> **What is needed**
Within the records below, filter for lines carrying the word "write" and copy them.

> **Source data**
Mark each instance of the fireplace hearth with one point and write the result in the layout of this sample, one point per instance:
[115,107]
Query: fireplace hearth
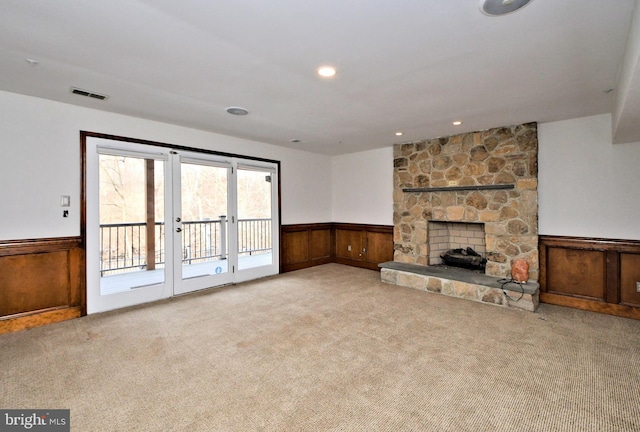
[465,258]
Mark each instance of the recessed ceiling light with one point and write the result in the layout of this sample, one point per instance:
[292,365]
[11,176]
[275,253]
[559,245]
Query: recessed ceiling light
[87,93]
[327,71]
[501,7]
[237,111]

> **Response area**
Mark each instance of the fireplace hearth with one point and write the result in the layout of this sample, one point per instance:
Mark each instance of the recessed ceiling light with one point and write the result in the layout of this sample, one point per instance:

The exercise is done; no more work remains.